THE PROBLEM –
Reproduce all of the material below word for word, leaving the pictures out of your answer.

INPUT FOR THIS TASK –
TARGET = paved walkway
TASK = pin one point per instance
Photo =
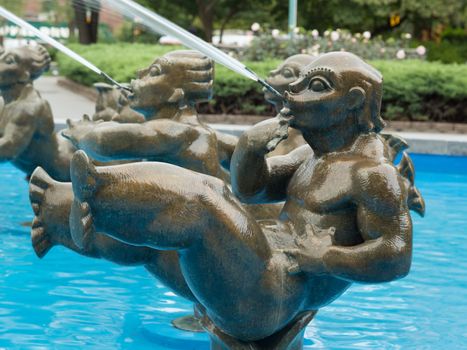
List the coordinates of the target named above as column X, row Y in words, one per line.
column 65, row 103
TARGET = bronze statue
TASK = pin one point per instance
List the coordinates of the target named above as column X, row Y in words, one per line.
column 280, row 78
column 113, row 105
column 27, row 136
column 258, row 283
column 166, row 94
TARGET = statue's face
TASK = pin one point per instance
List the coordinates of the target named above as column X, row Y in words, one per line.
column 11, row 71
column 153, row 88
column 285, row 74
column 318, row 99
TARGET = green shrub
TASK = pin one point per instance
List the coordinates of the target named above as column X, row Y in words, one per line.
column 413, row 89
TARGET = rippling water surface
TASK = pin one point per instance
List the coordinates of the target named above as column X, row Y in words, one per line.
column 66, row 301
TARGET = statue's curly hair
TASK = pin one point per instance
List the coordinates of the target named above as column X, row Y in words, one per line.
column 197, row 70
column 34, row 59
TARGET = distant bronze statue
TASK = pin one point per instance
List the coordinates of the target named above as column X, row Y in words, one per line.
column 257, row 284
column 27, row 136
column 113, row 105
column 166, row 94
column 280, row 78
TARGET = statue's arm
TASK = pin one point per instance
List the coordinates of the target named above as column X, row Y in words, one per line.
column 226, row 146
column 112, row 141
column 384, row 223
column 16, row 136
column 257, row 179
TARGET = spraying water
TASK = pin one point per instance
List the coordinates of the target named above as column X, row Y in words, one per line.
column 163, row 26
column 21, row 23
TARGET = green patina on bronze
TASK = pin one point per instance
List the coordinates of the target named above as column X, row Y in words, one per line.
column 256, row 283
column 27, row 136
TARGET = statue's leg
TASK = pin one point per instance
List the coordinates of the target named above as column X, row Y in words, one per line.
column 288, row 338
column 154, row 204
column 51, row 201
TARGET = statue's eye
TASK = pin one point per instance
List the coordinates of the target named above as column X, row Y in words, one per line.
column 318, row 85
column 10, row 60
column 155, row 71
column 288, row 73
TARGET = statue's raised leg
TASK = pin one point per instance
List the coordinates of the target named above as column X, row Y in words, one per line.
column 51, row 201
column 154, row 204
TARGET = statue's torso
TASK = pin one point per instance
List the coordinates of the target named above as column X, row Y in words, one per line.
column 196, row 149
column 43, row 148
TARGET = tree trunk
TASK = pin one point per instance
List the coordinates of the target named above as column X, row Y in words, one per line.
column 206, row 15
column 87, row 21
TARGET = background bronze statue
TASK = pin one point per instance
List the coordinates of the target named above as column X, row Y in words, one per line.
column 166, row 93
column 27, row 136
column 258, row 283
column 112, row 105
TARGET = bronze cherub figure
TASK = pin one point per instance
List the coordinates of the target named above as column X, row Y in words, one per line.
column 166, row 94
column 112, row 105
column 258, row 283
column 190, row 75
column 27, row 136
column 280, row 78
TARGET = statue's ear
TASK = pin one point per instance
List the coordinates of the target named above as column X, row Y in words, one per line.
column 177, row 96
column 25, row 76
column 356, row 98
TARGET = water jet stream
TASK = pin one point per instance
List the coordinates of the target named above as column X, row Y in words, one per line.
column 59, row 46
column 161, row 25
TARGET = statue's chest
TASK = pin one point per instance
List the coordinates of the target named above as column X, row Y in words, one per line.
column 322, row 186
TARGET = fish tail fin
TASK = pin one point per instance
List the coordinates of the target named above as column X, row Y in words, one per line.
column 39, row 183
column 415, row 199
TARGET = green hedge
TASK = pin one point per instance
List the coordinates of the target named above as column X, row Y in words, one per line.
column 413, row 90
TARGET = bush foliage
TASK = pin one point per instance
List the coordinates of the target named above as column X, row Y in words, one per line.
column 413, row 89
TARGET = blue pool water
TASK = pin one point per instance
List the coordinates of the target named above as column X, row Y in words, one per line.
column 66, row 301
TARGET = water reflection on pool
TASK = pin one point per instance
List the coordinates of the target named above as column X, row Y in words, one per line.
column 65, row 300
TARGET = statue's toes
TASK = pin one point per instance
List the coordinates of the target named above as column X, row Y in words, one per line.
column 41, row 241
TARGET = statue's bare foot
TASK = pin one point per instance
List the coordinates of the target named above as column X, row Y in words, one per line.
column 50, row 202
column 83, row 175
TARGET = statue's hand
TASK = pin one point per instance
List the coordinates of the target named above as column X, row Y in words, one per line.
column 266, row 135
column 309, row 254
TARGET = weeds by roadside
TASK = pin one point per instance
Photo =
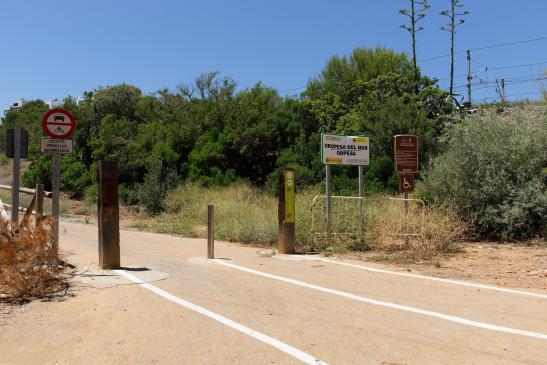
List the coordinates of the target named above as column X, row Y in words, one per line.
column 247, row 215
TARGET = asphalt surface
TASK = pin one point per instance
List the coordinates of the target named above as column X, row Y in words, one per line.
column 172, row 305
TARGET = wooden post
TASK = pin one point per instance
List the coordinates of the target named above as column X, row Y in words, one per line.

TASK OUTPUT –
TARGET = paved walkway
TASK = pin one point per instance
Photo =
List the coordinates of the target named above as column X, row Y in words, one per line.
column 65, row 103
TARGET = bronze statue
TASK = pin one point per instance
List the coordinates of the target named above as column X, row Y in words, one per line.
column 280, row 78
column 113, row 105
column 27, row 136
column 258, row 283
column 166, row 94
TARGET = statue's face
TASK = pin one point per instance
List the coordinates of the target named above as column X, row Y in words, one per line.
column 11, row 71
column 153, row 88
column 285, row 74
column 318, row 99
TARGET = green shrub
TASK = pin one point per instance
List the coordinates of the target named above as column X, row Y in words, one per line.
column 413, row 89
TARGET = rippling water surface
TASK = pin one point per instance
List the coordinates of the target named above as column X, row Y in words, one per line.
column 66, row 301
TARGET = statue's curly hair
TASK = pin one point per instance
List the coordinates of the target named above as column X, row Y in words, one per line.
column 197, row 70
column 34, row 59
TARGET = distant bronze statue
TASK = pin one point per instance
List the coordinates of the target named above as column X, row Y in words, one per line.
column 257, row 284
column 27, row 136
column 113, row 105
column 166, row 94
column 280, row 78
TARGET = statue's arm
TASK = pin one point per instance
List the coordinates of the target named above as column X, row Y in words, one per line.
column 226, row 146
column 112, row 141
column 384, row 223
column 16, row 136
column 257, row 179
TARGET = spraying water
TASK = pin one point per instance
List the coordinates of the target named above as column X, row Y in words, one per line.
column 163, row 26
column 21, row 23
TARGET = green patina on bronze
TASK = pin one point per instance
List the coordinates of the target named above as column X, row Y in words, one per line.
column 256, row 283
column 27, row 136
TARGET = statue's leg
TASK = pin one point per instance
List the coordinates of the target named above as column X, row Y in words, one per line.
column 288, row 338
column 154, row 204
column 51, row 201
TARGET = statue's eye
TASK = pin one point per instance
List the coordinates of the target named above as column X, row Y in words, one per line.
column 318, row 85
column 10, row 60
column 155, row 71
column 288, row 73
TARGET = statue's raised leg
TASK = pin one point per instance
List the coordinates of the target named above as column X, row Y in words, one per line.
column 51, row 201
column 154, row 204
TARGET = statue's torso
TASK = pin one point per instance
List the coordinates of the target named above as column X, row Y in words, one per line.
column 196, row 149
column 43, row 148
TARGET = tree trunk
TASK = pin one point per instance
List the coordinates of the target named above as column X, row Y in words, one per line.
column 206, row 15
column 87, row 21
TARGET = background bronze statue
TASK = pin one point per instance
List the coordinates of the target named above as column X, row Y in words, one per line.
column 166, row 93
column 27, row 136
column 258, row 283
column 112, row 105
TARGET = bronze cherub figure
TASK = pin one point per instance
List the coordinates of the target named above as column X, row Y in words, one per line.
column 166, row 94
column 112, row 105
column 258, row 283
column 190, row 75
column 27, row 136
column 280, row 78
TARGET = statue's ear
TASK = pin one point per instance
List the coordinates of the target named above as column X, row Y in words, one per line.
column 177, row 96
column 25, row 76
column 356, row 98
TARGET = water jet stream
TASK = pin one point per instance
List the coordinates of the target named above as column X, row Y in words, one per line.
column 59, row 46
column 161, row 25
TARGET = statue's chest
TASK = pin one point per instance
List the coordinates of the target named above as column X, row Y in words, one per line.
column 322, row 186
TARGET = fish tail fin
TASK = pin one point per instance
List the coordinates of the target named above as column X, row Y in words, one per line.
column 39, row 183
column 415, row 199
TARGET = green hedge
TASK = pin one point per instance
List the coordinates of the target named above as column X, row Y in words, one per line.
column 413, row 90
TARGET = bush foliage
TASK = pin one point per instance
List the coordinates of the target named above as column X, row Y in words, one per line.
column 413, row 89
TARGET = blue pool water
TASK = pin one point per instance
List the coordinates of the target named above as column X, row Y in words, one per line.
column 66, row 301
TARGET = water reflection on pool
TASK = pin one point per instance
List the coordinates of the target named above as column X, row Y in words, one per line.
column 65, row 300
TARGET = statue's toes
TASK = pin one point per instance
List the coordinates of the target named above as column X, row Y in words, one per line.
column 41, row 241
TARGET = statue's bare foot
TASK = pin one point per instance
List the coordinates of the target named above as column X, row Y in words, one per line.
column 50, row 202
column 83, row 175
TARGET = statue's hand
TASK = pin one point per instance
List the coordinates of the target named above as column X, row Y in words, one per line.
column 266, row 135
column 309, row 254
TARGET = weeds by roadside
TASK = pin one point per instance
Photo =
List the coordinates of the target named above as column X, row Y in words, one per line.
column 247, row 215
TARGET = asphalt surface
TASK = pin one point per instance
List the coordinates of the target named above as column X, row Y in words, one per line.
column 172, row 305
TARGET = wooden post
TASK = pin one point per instance
List the coordinates of the target named above as column X, row Y in words, one per line.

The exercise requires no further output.